SET PROBLEM: Please reproduce each of the rows below word for word.

Dataset rows:
__________
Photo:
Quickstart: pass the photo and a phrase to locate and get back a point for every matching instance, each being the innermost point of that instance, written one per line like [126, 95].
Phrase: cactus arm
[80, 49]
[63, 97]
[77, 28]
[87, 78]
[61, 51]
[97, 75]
__________
THE OUTPUT:
Photo:
Quickstart: pass the photo and a phrase to locate and get back a point for every matching instance, each being the innermost point of that instance, written one per line like [126, 95].
Phrase: cactus arm
[80, 49]
[63, 97]
[77, 28]
[87, 78]
[61, 51]
[97, 75]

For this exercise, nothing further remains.